§ Problem requirements: Name every publication that the film reception text below links to a named critic.

§ Text under study:
•••

The film received mixed to negative reviews from critics. The film holds a 33% "Rotten" rating on the review aggregate website Rotten Tomatoes, based on 28 critical reviews. The critical consensus reads: "Bereft of bright ideas and visually shabby, Battle for the Planet of the Apes takes a celebrated franchise and blows it all up -- the maniacs!" On Metacritic, the film has an average score of 40 out of 100 based on 5 critics, indicating "mixed or average reviews." Roger Ebert of the Chicago Sun-Times gave the film two stars out of four, stating, "Battle looks like the last gasp of a dying series, a movie made simply to wring the dollars out of any remaining ape fans." Gene Siskel of the Chicago Tribune awarded one star out of four and wrote, "The fifth and last in the successful Apes series is the worst of the lot, a bloody bore." A.D. Murphy of Variety noted, "This is the fifth and last feature film of the 'Apes' series, and the fact shows too obviously in the Arthur P. Jacobs production, which is routine programmer material for fast playoff ... J. Lee Thompson's perfunctory direction both reflects and sets the sluggish tone pervading the 86-minute film." Vincent Canby of The New York Times opined that director J. Lee Thompson "will not win any awards for 'Battle,' but the film's simplicity defuses criticism. The chimpanzee and orangutan make-up remains remarkable, and the lines are occasionally bright and funny. There are far worse ways of wasting time." Tom Shales of The Washington Post wrote that the film "ends it all with more of a thud than a bang—prolonging the concept but, again, failing to extend the idea." Kevin Thomas of the Los Angeles Times wrote in a positive review that although the film "is launched from a more thinly contrived premise than any of its predecessors it becomes just as involving as they were, thanks to the strong appeal of the series' allegorical underpinnings and to the adroit direction of J. Lee Thompson, who stages several spectacular (rather than gory) battle scenes with the same finesse he displays in the film's more intimate moments." David McGillivray wrote that "almost every line of the Corringtons' thin script attests the strain of having to find anything new for the apes to say or do."

•••

§ Data extract:
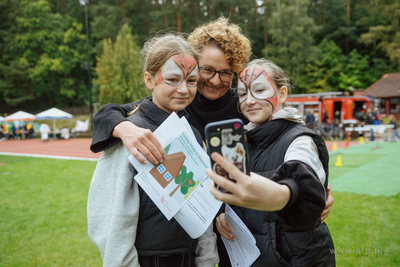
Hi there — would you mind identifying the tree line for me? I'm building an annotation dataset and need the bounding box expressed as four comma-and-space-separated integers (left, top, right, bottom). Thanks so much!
0, 0, 400, 113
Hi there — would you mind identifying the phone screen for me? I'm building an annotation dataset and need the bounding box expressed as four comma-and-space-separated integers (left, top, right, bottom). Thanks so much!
205, 119, 249, 191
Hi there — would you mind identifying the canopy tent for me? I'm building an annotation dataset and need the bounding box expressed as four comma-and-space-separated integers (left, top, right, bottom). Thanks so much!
36, 108, 73, 135
4, 111, 36, 121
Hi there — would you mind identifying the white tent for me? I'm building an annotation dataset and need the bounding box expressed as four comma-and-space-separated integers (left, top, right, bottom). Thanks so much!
4, 111, 36, 121
36, 108, 73, 136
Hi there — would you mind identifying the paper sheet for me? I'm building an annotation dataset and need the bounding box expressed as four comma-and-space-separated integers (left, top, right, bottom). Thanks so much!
221, 204, 260, 267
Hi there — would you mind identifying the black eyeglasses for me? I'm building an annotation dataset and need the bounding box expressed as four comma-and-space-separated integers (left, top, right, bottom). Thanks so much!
199, 67, 237, 83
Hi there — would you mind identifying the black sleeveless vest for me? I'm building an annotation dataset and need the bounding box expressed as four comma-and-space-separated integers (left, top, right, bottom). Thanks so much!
129, 99, 202, 257
235, 119, 335, 267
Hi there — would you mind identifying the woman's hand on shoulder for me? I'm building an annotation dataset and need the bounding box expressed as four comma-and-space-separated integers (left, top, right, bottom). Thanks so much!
112, 121, 165, 165
206, 152, 290, 211
215, 213, 235, 241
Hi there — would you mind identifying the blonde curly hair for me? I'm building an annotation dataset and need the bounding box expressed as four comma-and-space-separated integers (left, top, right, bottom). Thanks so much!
188, 16, 251, 73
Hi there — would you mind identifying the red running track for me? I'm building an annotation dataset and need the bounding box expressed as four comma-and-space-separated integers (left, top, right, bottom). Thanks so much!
0, 138, 101, 159
0, 138, 359, 160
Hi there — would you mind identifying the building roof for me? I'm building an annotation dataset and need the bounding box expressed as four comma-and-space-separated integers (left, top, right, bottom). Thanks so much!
364, 73, 400, 98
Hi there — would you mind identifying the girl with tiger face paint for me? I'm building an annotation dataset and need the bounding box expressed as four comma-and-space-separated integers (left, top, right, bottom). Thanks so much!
145, 55, 198, 113
155, 55, 198, 87
237, 65, 288, 125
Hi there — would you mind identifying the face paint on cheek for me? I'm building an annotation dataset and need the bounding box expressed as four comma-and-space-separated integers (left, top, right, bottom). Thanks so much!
239, 67, 265, 90
172, 55, 197, 78
155, 70, 164, 86
239, 67, 278, 112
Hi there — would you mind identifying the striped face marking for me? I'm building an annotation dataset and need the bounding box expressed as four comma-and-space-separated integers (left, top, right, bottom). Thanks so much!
155, 55, 199, 87
238, 67, 278, 112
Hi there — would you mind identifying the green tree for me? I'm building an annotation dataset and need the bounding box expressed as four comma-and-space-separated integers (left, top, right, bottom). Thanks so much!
338, 49, 377, 91
263, 0, 318, 92
299, 39, 346, 93
359, 0, 400, 72
93, 24, 148, 105
0, 0, 87, 109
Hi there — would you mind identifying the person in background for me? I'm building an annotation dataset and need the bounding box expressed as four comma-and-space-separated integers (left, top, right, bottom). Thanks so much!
206, 59, 335, 267
306, 109, 315, 130
362, 108, 376, 141
87, 34, 219, 267
389, 114, 400, 142
39, 123, 51, 142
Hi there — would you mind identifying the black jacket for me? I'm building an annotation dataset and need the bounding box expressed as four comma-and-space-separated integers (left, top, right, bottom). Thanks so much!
235, 119, 335, 266
128, 99, 202, 257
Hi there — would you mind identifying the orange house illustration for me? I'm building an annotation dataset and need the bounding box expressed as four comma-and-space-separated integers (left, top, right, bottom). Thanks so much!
150, 152, 186, 188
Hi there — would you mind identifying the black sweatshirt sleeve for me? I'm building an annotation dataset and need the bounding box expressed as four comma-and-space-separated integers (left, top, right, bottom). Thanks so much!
271, 160, 325, 230
90, 98, 144, 153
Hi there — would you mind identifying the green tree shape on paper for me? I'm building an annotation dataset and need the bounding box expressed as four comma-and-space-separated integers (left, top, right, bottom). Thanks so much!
169, 165, 196, 197
185, 181, 200, 200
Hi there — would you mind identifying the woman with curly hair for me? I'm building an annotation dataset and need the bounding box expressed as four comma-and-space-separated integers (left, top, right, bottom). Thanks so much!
90, 17, 251, 159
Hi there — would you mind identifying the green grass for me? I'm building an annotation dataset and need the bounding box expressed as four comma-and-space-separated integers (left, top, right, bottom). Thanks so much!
326, 143, 400, 266
0, 144, 400, 267
0, 156, 101, 267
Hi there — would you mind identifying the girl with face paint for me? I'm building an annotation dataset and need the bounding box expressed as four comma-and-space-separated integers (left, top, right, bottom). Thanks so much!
87, 34, 219, 267
207, 59, 335, 267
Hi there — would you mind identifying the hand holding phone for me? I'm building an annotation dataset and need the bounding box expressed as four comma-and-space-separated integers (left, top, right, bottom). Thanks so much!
205, 119, 249, 192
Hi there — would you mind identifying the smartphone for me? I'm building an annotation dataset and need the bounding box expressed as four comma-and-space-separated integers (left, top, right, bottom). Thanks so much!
204, 119, 250, 192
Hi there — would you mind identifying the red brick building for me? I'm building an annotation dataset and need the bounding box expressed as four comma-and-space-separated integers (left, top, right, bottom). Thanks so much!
354, 73, 400, 120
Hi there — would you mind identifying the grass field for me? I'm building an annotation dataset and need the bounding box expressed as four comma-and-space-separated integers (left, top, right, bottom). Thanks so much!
0, 156, 102, 267
0, 144, 400, 267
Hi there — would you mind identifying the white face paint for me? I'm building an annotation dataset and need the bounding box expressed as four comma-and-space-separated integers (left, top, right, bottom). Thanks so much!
238, 75, 275, 103
161, 56, 199, 87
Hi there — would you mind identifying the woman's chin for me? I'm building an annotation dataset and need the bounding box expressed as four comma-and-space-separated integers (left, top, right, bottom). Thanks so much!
199, 87, 229, 100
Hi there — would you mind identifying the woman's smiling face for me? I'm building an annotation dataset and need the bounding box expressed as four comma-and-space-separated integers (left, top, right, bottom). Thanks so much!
197, 47, 232, 100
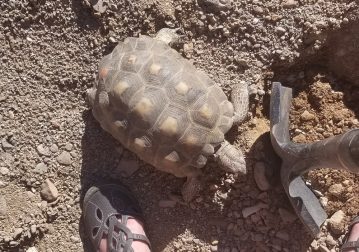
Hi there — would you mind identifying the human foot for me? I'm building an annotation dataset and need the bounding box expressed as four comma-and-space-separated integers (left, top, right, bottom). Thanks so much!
341, 216, 359, 252
84, 185, 150, 252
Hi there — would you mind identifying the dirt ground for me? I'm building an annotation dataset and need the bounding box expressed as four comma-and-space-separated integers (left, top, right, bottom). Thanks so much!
0, 0, 359, 252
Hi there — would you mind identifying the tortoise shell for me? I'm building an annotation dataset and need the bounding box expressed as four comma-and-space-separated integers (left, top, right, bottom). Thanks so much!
88, 36, 233, 177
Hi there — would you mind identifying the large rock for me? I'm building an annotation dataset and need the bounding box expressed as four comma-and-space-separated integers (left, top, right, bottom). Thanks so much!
327, 19, 359, 86
40, 179, 59, 202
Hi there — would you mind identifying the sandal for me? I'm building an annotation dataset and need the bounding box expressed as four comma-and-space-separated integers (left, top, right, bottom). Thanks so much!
84, 184, 151, 252
340, 216, 359, 252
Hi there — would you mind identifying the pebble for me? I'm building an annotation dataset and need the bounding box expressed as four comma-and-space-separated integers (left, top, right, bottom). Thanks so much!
310, 240, 319, 250
0, 180, 7, 188
30, 225, 37, 234
282, 0, 298, 9
278, 208, 297, 223
328, 210, 345, 235
253, 162, 271, 191
26, 247, 38, 252
1, 138, 14, 150
65, 143, 73, 151
0, 195, 7, 216
158, 200, 177, 208
300, 110, 315, 122
0, 167, 10, 175
36, 144, 51, 157
328, 184, 344, 197
115, 158, 140, 178
242, 203, 267, 218
56, 151, 71, 165
70, 235, 80, 243
211, 245, 218, 252
50, 144, 59, 153
275, 231, 289, 241
40, 179, 59, 202
319, 197, 328, 207
319, 244, 330, 252
12, 228, 23, 240
275, 26, 286, 34
325, 234, 337, 247
34, 162, 47, 174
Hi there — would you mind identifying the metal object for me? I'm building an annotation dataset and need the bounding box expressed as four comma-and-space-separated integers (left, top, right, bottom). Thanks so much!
270, 82, 359, 236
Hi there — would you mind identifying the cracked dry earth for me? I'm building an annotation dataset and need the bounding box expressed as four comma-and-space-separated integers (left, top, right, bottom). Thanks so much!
0, 0, 359, 252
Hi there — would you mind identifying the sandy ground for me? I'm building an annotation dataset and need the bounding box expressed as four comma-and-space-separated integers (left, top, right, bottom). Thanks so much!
0, 0, 359, 252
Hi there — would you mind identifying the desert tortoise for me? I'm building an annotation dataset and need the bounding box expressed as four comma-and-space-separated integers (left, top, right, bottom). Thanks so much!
88, 29, 248, 201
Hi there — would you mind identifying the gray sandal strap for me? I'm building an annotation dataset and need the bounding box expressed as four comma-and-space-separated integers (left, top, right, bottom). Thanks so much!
84, 185, 151, 252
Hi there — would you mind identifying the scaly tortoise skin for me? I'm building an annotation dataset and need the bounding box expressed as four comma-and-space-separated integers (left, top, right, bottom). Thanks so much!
88, 31, 248, 200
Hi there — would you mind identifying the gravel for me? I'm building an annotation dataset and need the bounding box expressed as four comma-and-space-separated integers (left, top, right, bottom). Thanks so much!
0, 0, 359, 252
40, 179, 59, 202
56, 151, 71, 165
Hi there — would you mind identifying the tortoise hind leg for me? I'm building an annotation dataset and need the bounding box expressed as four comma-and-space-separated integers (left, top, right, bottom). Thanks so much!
231, 81, 249, 125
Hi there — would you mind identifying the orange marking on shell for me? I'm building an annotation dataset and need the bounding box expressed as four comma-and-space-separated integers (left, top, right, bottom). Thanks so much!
99, 68, 109, 79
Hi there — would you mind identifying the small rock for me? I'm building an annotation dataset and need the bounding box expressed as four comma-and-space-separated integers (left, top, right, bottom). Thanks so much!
0, 195, 7, 216
328, 184, 344, 197
300, 110, 315, 122
253, 162, 271, 191
115, 158, 140, 178
319, 244, 330, 252
276, 231, 289, 241
242, 203, 267, 218
319, 197, 328, 207
1, 138, 14, 150
56, 151, 71, 165
278, 208, 297, 223
282, 0, 298, 9
90, 0, 109, 13
108, 37, 117, 43
12, 228, 23, 240
0, 167, 10, 175
34, 162, 47, 174
325, 234, 337, 247
183, 42, 193, 54
50, 144, 59, 153
70, 235, 80, 243
211, 245, 218, 252
40, 179, 59, 202
30, 225, 37, 234
253, 6, 264, 14
310, 240, 319, 250
65, 143, 73, 151
26, 247, 38, 252
158, 200, 177, 208
328, 210, 345, 235
275, 26, 286, 34
36, 144, 51, 157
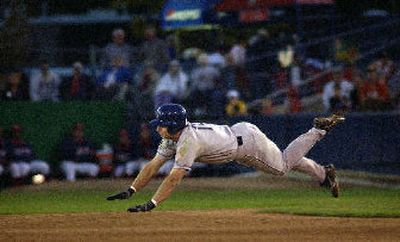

•••

§ Solution to this task:
Chicago Sun-Times
Chicago Tribune
Variety
The New York Times
The Washington Post
Los Angeles Times